SHORT EXERCISE 1: Can you reproduce a passage from the court opinion excerpt word for word, beginning at the words "We find a failure" and stopping after "in good condition."?
— START OF EXCERPT —
The trial court found that the cost of restoration was the proper measure of damages. Arden challenges the trial court's findings of fact. Accordingly, the issue of sufficiency of the evidence, which we declined to consider in Fisher, is now squarely before the court. Ridgeview Properties v. Starbuck, 96 Wash.2d 716, 719, 638 P.2d 1231 (1982) (where the trial court has weighed the evidence, appellate review is limited to determining whether the findings of fact are supported by substantial evidence). There is a presumption in favor of the trial court's findings, and Arden, the party claiming error, has the burden of showing that a finding of fact is not supported by substantial evidence. Leppaluoto v. Eggleston, 57 Wash.2d 393, 401, 357 P.2d 725 (1960).

We find a failure to show there is not substantial evidence to support the trial judge's holding. The trial court expressly found Fisher's witnesses credible and Arden's witnesses not credible. The trial court was in a better position to evaluate the credibility of witnesses and we will not substitute our judgment for that of the trial

Page 370

court in reviewing findings of fact. Davis v. Department of Labor & Indus., 94 Wash.2d 119, 124, 615 P.2d 1279 (1980).

Diminution in market value is the difference between the value of the premises in good condition and the value of the premises in the condition the lessee left them. There is substantial evidence to support the trial judge's finding of the market value of the premises had Arden left them in good condition.
— END OF EXCERPT —
SHORT EXERCISE 2: Which lines in the entries contain the string "white"? Copy each one in full.
— START OF GIVEN RECORDS —
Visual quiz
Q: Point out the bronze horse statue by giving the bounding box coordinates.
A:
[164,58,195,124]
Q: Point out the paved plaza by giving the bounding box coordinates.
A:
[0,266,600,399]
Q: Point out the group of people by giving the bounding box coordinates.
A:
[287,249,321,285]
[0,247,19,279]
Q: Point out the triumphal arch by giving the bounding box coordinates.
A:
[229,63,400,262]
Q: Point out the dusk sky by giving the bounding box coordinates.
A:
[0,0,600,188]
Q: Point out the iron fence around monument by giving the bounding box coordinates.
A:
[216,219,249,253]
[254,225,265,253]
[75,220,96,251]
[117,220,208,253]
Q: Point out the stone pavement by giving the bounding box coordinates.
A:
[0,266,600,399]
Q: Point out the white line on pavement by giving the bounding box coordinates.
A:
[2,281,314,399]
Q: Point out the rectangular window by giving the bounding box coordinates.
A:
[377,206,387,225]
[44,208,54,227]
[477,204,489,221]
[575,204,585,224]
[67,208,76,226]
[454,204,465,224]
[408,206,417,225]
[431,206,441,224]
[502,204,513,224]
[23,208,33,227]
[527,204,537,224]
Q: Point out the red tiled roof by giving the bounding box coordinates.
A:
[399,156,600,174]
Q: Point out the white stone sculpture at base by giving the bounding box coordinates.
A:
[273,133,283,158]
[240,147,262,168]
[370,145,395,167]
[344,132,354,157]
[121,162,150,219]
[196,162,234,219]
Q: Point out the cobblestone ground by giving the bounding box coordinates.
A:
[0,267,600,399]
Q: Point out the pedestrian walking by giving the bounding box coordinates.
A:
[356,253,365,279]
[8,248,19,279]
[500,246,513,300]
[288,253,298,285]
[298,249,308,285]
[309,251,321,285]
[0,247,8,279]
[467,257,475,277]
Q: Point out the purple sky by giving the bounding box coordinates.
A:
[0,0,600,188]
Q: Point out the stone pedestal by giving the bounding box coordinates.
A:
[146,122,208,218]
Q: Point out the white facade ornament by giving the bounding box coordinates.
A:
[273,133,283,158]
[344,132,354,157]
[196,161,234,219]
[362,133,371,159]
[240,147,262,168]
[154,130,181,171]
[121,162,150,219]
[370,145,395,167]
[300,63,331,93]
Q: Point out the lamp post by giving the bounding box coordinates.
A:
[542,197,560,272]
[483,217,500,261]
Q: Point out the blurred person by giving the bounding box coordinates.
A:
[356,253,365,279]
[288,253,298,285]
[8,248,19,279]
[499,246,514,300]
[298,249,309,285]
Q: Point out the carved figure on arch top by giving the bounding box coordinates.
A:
— END OF GIVEN RECORDS —
TASK ANSWER 1:
We find a failure to show there is not substantial evidence to support the trial judge's holding. The trial court expressly found Fisher's witnesses credible and Arden's witnesses not credible. The trial court was in a better position to evaluate the credibility of witnesses and we will not substitute our judgment for that of the trial

Page 370

court in reviewing findings of fact. Davis v. Department of Labor & Indus., 94 Wash.2d 119, 124, 615 P.2d 1279 (1980).

Diminution in market value is the difference between the value of the premises in good condition and the value of the premises in the condition the lessee left them. There is substantial evidence to support the trial judge's finding of the market value of the premises had Arden left them in good condition.

TASK ANSWER 2:
Q: Point out the white line on pavement by giving the bounding box coordinates.
Q: Point out the white stone sculpture at base by giving the bounding box coordinates.
Q: Point out the white facade ornament by giving the bounding box coordinates.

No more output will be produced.